Vorgegebener Text:
—————
Da wir gestern Abend völlig durchnässt ins Tal nach Wolkenstein abgestiegen sind statt auf dem Höhenweg zu bleiben, fahren wir die verlorenen Höhenmeter zum Grödner Joch hoch und steigen dort wieder in die Tour ein. Wir steigen zum Beginn einer Scharte auf, die gefährlich steil und rutschig aussieht. In Serpentinen geht es zu zunächst angenehm durch die Geröllscharte. Die Tour scheint ein beliebter Tagesausflug zu sein. Es ist unglaublich voll. Am Einstieg zu den mit Stahlseilen gesicherten Stellen müssen wir kurz anstehen. Dann geht das Gekraxel los. An mehreren Stahlseilen und Trittbügeln geht es rasch einige Hundert Höhenmeter mach oben. Der Weg ist gut in Schuss, sodass man ohne Klettersteigausrüstung mühelos nach oben kommt. Oben angelangt landen wir auf einem Hochplateau, auf dem neben einem tief türkisen See eine Hütte thront. Wir trinken dort einen Schluck alkoholfreies Weißbier. Generell wird unser Körper langsam das Blut gegen alkoholfreies Weißbier ausgetauscht haben. Es ist auf unserer Tour (noch mehr als daheim) zum Grundnahrungsmittel geworden...
—————
Daten:
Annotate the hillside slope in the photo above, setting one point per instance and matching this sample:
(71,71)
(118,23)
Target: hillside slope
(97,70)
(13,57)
—————
Aufgabenstellung: Bitte erklären Sie in ein bis drei Sätzen, warum laut dem vorgegebenen Text zum Grödner Joch hochgefahren wird.

Lösung: Am Vorabend sind die Schreibenden völlig durchnässt ins Tal nach Wolkenstein abgestiegen, statt auf dem Höhenweg zu bleiben. Deshalb fahren sie die verlorenen Höhenmeter zum Grödner Joch hoch und steigen dort wieder in die Tour ein.